Passage:
— start —

Training an XGBoost model

Importing a dataset

PostgresML comes with a few built-in datasets. You can also import your own CSV files or data from other sources like BigQuery, S3, and other databases or files. For our example, let's import the digits dataset from Scikit:

!!! generic

!!! code_block time="47.532ms"

SELECT * FROM pgml.load_dataset('digits');

!!!

!!! results

postgres=# SELECT * FROM pgml.load_dataset('digits');
 table_name  | rows 
-------------+------
 pgml.digits | 1797
(1 row)

!!!

!!!

Training a model

The heart of PostgresML is its pgml.train() function. Using only that function, you can load the data from any table or view in the database, train any number of ML models on it, and deploy the best model to production.

!!! generic

!!! code_block time="222.206ms"

— end —

Available data:
— start —

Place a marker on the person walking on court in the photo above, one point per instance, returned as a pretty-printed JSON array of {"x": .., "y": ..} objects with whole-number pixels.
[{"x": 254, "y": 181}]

— end —

The problem:
Can you copy the PostgresML tutorial above word for word, starting at "Training a model" and ending at "model to production."?

Result:
Training a model

The heart of PostgresML is its pgml.train() function. Using only that function, you can load the data from any table or view in the database, train any number of ML models on it, and deploy the best model to production.